__Exercise goal__.
Please copy out the passage below about Ida Ekblad's paintings word for word.

__Exercise passage__.
Still, I have to – it is, after all, the only thing to relate to in the here and now. But I think the absence I’m desperately trying to navigate my way out of is of some significance in that regard. Because it’s like walking around an echo of a society trying to maintain an already doomed capitalist world order through rather inconsistent restrictions on what is and isn’t allowed. And Ida Ekblad’s paintings – which still engage in a fragmentation of modernism, with subcultural markers abstracted to a point where everything is on the cusp of turning into something that might almost be seen as figurative – have never looked so much like commodities as they do here.

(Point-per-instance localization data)
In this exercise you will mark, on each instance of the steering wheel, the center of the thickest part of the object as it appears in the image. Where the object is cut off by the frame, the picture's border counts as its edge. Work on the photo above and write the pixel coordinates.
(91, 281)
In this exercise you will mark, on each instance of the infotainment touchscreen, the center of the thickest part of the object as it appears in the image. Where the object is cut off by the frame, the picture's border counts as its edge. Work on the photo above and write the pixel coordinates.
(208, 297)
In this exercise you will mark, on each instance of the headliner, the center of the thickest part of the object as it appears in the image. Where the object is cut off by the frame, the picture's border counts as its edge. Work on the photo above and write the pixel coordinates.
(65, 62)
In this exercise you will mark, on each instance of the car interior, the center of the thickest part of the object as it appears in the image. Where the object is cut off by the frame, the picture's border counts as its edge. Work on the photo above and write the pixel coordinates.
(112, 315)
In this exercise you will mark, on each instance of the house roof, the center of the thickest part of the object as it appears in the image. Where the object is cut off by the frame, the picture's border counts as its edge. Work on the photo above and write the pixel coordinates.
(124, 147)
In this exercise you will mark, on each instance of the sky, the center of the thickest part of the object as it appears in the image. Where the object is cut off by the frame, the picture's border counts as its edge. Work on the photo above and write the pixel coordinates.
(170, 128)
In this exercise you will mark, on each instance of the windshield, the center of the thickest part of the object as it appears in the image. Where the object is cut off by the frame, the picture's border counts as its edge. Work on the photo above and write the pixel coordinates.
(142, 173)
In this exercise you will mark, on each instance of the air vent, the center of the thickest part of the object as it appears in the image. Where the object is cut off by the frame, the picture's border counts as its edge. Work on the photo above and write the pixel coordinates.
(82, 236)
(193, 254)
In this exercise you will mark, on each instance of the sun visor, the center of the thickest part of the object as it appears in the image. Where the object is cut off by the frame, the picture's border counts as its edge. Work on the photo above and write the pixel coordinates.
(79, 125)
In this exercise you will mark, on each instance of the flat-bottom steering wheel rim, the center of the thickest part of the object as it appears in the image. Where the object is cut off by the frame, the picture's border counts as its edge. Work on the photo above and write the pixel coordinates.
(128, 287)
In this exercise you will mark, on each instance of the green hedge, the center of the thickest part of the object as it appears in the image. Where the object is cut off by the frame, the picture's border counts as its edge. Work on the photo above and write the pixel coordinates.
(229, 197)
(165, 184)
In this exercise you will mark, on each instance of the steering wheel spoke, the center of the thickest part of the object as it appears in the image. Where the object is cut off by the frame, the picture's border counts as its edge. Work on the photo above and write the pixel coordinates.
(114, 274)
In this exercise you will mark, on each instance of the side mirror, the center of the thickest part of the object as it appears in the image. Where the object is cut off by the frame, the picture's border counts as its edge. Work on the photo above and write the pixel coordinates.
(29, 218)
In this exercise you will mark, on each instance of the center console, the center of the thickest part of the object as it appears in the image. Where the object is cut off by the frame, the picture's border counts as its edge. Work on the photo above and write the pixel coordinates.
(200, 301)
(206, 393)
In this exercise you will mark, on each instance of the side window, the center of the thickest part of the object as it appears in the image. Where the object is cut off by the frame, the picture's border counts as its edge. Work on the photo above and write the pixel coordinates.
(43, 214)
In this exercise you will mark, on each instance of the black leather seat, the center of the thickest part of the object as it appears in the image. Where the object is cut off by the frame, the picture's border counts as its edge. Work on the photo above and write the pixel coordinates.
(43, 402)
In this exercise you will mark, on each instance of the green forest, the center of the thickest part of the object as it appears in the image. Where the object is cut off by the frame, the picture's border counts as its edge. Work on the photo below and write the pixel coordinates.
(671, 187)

...

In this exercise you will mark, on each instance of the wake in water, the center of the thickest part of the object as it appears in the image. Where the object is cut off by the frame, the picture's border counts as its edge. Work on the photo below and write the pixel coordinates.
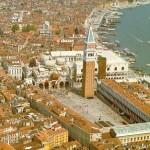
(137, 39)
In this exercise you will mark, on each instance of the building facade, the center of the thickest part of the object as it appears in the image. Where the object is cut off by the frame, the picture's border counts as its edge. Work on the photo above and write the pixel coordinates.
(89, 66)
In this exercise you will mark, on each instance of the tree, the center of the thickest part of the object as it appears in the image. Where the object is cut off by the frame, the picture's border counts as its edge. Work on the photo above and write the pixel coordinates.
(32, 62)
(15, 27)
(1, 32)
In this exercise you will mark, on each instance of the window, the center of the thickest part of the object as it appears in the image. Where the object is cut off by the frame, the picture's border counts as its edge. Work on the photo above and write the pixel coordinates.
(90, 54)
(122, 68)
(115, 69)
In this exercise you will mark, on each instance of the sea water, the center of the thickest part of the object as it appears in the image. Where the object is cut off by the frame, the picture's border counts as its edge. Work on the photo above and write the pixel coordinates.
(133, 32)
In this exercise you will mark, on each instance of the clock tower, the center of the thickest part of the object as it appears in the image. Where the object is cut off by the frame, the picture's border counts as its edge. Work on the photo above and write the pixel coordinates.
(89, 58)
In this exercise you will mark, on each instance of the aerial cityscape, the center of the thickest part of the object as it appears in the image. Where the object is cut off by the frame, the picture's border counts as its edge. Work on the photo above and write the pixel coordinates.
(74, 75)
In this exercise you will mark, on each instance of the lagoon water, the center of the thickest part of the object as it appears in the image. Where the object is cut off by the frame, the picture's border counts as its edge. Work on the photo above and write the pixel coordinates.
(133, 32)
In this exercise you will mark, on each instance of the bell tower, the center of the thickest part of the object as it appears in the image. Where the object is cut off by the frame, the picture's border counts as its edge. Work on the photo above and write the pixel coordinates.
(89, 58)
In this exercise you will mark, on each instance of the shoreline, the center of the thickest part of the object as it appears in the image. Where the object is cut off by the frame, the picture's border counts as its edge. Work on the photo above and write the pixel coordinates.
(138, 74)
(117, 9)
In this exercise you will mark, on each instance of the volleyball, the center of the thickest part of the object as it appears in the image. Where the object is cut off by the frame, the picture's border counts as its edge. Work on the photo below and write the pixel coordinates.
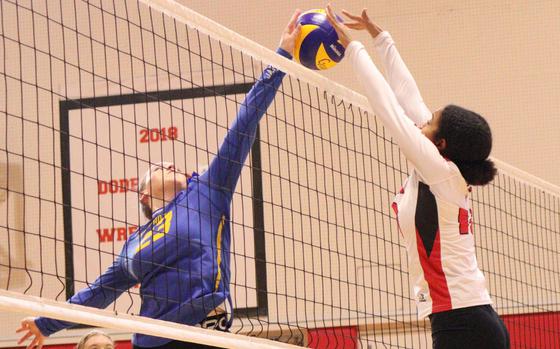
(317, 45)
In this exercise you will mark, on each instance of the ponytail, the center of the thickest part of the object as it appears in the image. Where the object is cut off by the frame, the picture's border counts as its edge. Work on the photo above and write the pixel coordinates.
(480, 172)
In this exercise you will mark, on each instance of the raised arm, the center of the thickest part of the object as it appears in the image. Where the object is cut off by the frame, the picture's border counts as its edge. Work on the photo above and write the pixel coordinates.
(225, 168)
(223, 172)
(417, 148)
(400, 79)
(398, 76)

__Answer to the problem__.
Still, I have to – it is, after all, the only thing to relate to in the here and now. But I think the absence I’m desperately trying to navigate my way out of is of some significance in that regard. Because it’s like walking around an echo of a society trying to maintain an already doomed capitalist world order through rather inconsistent restrictions on what is and isn’t allowed. And Ida Ekblad’s paintings – which still engage in a fragmentation of modernism, with subcultural markers abstracted to a point where everything is on the cusp of turning into something that might almost be seen as figurative – have never looked so much like commodities as they do here.